+++ DATA FOR PROCESSING +++
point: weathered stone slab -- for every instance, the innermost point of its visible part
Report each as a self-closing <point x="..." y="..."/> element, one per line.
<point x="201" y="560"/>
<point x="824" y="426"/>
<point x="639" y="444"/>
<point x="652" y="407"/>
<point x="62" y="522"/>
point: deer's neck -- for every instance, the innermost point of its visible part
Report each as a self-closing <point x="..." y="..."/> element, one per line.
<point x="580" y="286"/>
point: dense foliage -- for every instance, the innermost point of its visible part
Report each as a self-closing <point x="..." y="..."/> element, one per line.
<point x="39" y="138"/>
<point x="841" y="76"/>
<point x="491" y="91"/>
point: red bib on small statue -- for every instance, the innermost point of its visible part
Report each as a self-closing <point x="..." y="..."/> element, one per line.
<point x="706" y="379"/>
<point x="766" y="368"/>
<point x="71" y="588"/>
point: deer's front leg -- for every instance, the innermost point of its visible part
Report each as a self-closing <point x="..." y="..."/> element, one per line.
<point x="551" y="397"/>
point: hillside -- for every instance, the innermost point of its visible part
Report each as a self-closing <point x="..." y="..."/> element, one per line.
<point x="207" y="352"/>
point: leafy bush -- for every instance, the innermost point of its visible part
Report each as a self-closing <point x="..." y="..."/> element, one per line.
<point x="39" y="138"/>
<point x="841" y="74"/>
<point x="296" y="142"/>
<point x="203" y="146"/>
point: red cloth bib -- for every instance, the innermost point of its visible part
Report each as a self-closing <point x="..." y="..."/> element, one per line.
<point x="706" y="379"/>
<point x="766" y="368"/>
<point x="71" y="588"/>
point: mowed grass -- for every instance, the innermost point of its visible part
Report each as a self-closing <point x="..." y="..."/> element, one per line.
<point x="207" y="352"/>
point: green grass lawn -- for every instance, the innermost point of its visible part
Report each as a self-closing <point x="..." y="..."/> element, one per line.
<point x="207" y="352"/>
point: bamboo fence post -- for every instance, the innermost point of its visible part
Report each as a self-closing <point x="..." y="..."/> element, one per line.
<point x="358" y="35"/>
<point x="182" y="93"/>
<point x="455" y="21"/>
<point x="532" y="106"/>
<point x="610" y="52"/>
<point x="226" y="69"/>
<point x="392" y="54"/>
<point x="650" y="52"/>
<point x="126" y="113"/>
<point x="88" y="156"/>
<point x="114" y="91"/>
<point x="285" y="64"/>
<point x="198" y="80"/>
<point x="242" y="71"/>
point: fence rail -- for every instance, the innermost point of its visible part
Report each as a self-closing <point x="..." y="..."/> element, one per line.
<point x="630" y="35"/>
+++
> YOUR OBJECTIVE: Reproduce every line of the items above without any change.

> EXERCISE RESULT:
point: weathered stone slab -- for every instance, the innermost point of its visible part
Report each as a self-closing <point x="..." y="..."/> element, one per line.
<point x="201" y="560"/>
<point x="824" y="426"/>
<point x="639" y="444"/>
<point x="652" y="407"/>
<point x="62" y="522"/>
point: deer's neck -- for every instance, the innermost point of its visible part
Report each as a self-closing <point x="..." y="..."/> element, one per line.
<point x="580" y="286"/>
point: dense foliage -- for every instance, the innermost point of its visible part
Report each as a self-closing <point x="..." y="..."/> element, one per line.
<point x="39" y="138"/>
<point x="841" y="76"/>
<point x="491" y="91"/>
point: red bib on small statue -- for every instance, the innermost point of its visible part
Report each as a self-closing <point x="..." y="..."/> element, one per line.
<point x="706" y="379"/>
<point x="766" y="368"/>
<point x="71" y="588"/>
point: deer's front leg -- for every instance, the innermost point of its visible part
Report each as a self-closing <point x="..." y="..."/> element, one per line.
<point x="551" y="397"/>
point: hillside -- for every instance, the innermost point of its visible part
Report each as a self-closing <point x="..." y="..."/> element, one per line.
<point x="207" y="352"/>
point: leafy bush -- for every instance, the innermost point of its visible part
Report each as a self-closing <point x="..." y="..."/> element, one per line.
<point x="39" y="138"/>
<point x="841" y="74"/>
<point x="296" y="142"/>
<point x="203" y="146"/>
point: red cloth bib -- for every instance, the innermost point of its visible part
Report each as a self-closing <point x="..." y="..."/> element, one per line.
<point x="706" y="379"/>
<point x="766" y="368"/>
<point x="71" y="588"/>
point: mowed grass -- for every instance, the innermost point of its visible part
Report each as a self-closing <point x="..." y="..."/> element, one per line.
<point x="207" y="352"/>
point: green grass lawn -- for every instance, the innermost point of its visible part
Report each as a self-closing <point x="..." y="..."/> element, one per line.
<point x="207" y="352"/>
point: bamboo fence post -- for every instance, the innermost point of its visible part
Report each as a self-closing <point x="..." y="..."/> element, one per line.
<point x="358" y="35"/>
<point x="182" y="93"/>
<point x="455" y="21"/>
<point x="532" y="106"/>
<point x="610" y="52"/>
<point x="226" y="69"/>
<point x="392" y="54"/>
<point x="650" y="52"/>
<point x="126" y="113"/>
<point x="88" y="156"/>
<point x="114" y="91"/>
<point x="285" y="64"/>
<point x="198" y="80"/>
<point x="242" y="71"/>
point: fence rail -- for every instance, the innermost point of its visible part
Report each as a self-closing <point x="..." y="..."/> element, one per line.
<point x="630" y="35"/>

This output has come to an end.